— Data supplied —

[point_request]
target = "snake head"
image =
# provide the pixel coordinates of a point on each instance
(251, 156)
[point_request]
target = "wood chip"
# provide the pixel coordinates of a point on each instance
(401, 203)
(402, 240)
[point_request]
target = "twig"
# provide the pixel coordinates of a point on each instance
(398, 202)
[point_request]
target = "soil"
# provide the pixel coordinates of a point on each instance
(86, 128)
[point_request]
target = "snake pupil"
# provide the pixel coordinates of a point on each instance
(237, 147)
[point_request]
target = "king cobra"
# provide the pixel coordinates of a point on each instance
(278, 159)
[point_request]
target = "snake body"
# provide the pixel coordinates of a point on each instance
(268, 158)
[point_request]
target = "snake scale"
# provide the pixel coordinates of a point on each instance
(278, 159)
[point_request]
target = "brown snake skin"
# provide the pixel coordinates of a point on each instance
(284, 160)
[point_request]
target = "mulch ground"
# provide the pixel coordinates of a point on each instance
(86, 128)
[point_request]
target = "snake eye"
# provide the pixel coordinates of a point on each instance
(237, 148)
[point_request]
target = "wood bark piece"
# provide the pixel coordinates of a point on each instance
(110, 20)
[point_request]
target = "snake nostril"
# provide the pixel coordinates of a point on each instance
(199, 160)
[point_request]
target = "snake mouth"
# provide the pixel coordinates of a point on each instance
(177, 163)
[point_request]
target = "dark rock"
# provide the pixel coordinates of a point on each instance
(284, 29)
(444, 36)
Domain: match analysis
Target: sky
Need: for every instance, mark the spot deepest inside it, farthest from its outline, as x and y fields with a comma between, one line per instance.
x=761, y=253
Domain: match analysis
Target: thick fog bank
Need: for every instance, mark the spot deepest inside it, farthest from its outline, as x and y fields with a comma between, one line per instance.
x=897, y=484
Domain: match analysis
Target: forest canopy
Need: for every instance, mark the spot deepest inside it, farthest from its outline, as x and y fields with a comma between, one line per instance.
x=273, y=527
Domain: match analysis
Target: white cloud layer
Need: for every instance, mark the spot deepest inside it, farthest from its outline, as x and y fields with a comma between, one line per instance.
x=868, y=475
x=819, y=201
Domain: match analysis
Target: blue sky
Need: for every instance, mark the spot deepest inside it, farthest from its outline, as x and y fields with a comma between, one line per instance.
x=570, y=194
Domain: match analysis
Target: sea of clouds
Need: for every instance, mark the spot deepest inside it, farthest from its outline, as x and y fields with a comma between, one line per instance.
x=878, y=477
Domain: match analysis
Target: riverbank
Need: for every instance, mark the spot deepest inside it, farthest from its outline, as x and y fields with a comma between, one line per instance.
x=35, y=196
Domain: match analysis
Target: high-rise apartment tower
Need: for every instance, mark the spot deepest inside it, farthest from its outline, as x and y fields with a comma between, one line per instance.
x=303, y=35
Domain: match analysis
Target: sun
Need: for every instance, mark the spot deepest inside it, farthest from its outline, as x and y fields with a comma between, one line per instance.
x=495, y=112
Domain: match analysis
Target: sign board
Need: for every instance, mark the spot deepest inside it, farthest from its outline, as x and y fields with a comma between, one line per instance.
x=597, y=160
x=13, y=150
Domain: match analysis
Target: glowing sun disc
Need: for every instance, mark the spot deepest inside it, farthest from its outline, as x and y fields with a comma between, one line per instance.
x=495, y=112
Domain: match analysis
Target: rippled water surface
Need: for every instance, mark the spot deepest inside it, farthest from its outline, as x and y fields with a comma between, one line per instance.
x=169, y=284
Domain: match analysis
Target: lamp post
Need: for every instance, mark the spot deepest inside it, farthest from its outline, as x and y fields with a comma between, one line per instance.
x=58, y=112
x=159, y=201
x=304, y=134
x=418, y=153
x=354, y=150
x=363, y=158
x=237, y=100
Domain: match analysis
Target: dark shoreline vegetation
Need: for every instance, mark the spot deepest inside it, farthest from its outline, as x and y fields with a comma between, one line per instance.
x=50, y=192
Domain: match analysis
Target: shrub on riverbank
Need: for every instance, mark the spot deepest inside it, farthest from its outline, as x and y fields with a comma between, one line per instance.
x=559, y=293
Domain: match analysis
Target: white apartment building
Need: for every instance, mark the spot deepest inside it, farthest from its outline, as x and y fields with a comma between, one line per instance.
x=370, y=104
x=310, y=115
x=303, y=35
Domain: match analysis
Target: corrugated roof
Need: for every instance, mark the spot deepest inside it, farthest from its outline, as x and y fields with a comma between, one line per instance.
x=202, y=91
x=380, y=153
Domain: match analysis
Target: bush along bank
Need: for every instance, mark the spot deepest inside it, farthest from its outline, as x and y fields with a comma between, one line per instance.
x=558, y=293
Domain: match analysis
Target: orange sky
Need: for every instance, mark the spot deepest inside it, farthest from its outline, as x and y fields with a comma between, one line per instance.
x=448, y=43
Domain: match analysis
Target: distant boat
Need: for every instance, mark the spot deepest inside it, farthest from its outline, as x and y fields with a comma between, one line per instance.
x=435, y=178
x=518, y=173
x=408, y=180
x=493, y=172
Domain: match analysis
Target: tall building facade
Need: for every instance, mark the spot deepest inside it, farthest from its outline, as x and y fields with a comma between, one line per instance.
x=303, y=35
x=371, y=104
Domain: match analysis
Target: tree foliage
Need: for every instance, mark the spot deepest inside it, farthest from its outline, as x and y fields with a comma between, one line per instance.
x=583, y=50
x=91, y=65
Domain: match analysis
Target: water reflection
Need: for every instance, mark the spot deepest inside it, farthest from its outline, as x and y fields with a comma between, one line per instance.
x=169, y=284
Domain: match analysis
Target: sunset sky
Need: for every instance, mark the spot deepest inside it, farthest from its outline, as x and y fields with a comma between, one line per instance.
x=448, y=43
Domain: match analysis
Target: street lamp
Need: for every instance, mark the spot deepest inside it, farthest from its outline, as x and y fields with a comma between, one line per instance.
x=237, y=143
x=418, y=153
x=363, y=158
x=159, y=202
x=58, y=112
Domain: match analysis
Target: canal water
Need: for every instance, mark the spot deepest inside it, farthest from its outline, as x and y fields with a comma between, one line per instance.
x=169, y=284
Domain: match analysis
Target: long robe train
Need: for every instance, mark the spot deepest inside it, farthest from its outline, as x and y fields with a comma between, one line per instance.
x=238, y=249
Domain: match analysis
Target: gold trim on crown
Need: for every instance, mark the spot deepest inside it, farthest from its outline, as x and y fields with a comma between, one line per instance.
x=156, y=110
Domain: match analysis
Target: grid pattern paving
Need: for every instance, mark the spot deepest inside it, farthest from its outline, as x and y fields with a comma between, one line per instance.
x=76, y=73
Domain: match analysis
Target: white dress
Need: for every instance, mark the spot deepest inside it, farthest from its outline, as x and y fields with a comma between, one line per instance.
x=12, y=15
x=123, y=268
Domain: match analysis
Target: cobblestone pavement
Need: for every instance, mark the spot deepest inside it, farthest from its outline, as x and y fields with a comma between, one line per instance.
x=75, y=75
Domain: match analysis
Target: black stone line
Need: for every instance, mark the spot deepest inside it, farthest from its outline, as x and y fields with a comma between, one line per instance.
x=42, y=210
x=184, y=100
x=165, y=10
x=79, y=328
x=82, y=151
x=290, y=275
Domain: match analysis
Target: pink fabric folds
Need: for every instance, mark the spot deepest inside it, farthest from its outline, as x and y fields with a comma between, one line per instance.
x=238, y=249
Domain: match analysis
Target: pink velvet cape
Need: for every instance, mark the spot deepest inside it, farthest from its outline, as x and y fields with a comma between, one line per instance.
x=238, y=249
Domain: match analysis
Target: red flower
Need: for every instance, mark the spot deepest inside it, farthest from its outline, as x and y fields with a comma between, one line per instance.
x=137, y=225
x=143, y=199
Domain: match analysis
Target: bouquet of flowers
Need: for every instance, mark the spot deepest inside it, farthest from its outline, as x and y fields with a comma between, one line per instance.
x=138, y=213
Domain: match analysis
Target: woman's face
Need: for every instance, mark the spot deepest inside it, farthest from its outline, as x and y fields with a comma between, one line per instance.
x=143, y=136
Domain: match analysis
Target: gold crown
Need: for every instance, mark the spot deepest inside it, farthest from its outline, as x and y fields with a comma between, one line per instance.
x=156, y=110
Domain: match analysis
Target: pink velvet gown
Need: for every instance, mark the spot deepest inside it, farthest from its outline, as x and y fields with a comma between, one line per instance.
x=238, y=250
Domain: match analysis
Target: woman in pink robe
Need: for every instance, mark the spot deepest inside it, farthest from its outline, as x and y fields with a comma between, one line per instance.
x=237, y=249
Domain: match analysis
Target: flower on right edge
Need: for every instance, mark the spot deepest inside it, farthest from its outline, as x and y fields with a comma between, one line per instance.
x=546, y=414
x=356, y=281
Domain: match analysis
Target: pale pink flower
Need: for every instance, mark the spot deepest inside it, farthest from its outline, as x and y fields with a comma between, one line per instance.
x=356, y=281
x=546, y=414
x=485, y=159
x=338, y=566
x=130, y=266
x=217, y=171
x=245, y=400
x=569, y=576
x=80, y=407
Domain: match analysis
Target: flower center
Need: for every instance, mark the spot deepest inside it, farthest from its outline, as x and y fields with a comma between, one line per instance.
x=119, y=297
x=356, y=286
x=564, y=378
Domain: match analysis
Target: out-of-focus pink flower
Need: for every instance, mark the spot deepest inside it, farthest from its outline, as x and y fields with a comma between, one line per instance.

— Work to be completed —
Show every line of the data above that contains the word "water", treating uppercase and lowercase letters as different.

— Reply to the task —
Target: rippled water surface
Target: water reflection
Target: canal water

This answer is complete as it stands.